> **Source excerpt**:

⟨

Dance in Burma (now known as Myanmar by the government there) can be divided into dramatic, folk and village, and nat dances, each having distinct characteristics. Although Burmese dance has been influenced by the dance traditions of its neighbors, in particular Thailand, it retains unique qualities that distinguish it from other regional styles, including angular, fast-paced and energetic movements and emphasis on pose, not movement.
The origins of Burmese Dance are traced to the Pyu, Halin, and Mon cultures in the central and lower Irrawaddy regions from at least two centuries before the Christian era. Archaeological evidence shows Indian influences already in this. There were also influences from Thai and Khmer cultures during the many invasions and counter-invasions that occurred over the next two millennia. There was a particularly well documented infusion of dance forms, such as the Yama Zatdaw (the Burmese version of the Ramayana) in 1767, when the Burmese sacked Ayutthaya and expropriated a large component of the Thai court. Nonetheless, some of the surviving forms (including the belu, nat gadaw and zawgyi dances) honour folklore characters that are quintessentially Burmese, some of these from pre-Buddhist times. There is also a close relationship between the classical Burmese marionette and human dance art forms, with the former obviously imitating human dance, but also with human dance imitating the movements of the marionette.

⟩

> **Dataset records**:

⟨

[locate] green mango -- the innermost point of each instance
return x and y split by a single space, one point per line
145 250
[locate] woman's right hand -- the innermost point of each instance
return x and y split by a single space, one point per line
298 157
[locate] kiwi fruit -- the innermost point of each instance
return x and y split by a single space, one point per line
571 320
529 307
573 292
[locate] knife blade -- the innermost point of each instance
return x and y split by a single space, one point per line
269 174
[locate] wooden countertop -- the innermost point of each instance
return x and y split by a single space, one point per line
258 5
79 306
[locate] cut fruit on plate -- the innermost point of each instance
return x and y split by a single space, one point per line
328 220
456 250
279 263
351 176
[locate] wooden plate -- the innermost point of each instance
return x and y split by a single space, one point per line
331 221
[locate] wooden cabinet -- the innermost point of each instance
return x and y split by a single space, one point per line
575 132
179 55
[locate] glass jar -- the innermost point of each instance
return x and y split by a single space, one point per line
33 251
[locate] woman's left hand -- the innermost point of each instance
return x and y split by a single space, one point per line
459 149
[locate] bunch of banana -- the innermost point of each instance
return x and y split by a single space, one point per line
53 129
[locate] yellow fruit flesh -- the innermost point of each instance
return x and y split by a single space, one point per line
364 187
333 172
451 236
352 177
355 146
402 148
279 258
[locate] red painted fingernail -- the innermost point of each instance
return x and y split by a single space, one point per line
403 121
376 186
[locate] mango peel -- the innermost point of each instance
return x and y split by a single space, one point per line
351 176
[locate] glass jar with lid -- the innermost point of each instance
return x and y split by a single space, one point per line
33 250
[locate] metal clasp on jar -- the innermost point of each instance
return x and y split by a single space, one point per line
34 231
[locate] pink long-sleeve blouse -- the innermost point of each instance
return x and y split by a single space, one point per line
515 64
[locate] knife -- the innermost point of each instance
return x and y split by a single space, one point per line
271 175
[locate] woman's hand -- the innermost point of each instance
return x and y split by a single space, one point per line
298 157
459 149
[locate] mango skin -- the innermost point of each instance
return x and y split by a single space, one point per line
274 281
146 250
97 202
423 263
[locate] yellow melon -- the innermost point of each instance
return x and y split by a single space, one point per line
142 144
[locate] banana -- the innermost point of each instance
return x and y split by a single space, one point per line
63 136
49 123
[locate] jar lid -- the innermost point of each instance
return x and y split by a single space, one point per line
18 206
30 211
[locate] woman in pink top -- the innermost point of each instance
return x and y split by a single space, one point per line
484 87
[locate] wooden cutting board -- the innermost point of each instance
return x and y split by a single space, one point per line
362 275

⟩

Please extend the passage on Burmese dance above, picking up right after its final sentence.

> **Response to this exercise**:
After independence from Britain in 1948, there was a period of strong Burmese cultural nationalism that resulted in the establishment of the State School of Music in Mandalay in 1953. A well-known dancer of the day, Oba Thaung, is credited with codifying the nearly completely undocumented Burmese dance repertory. Her syllabus at the school was condensed into five dance courses intended as a five-year term of study. Each of the five courses is broken into dance sequences comprising a total of 125 stages, with each stage being precisely ten minutes long.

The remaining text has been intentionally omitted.